TASK REQUIREMENTS:
Nothing in the data may be altered; the answer is a verbatim copy of it.

DATA IN THIS EXERCISE:
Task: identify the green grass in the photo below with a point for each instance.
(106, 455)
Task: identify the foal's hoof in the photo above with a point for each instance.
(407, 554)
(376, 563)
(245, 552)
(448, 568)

ANSWER BOX:
Task: identify the green grass in the photo below with a point for each instance.
(106, 455)
Task: identify the foal's hoof in the photo above with a point for each instance.
(407, 554)
(376, 563)
(245, 552)
(448, 568)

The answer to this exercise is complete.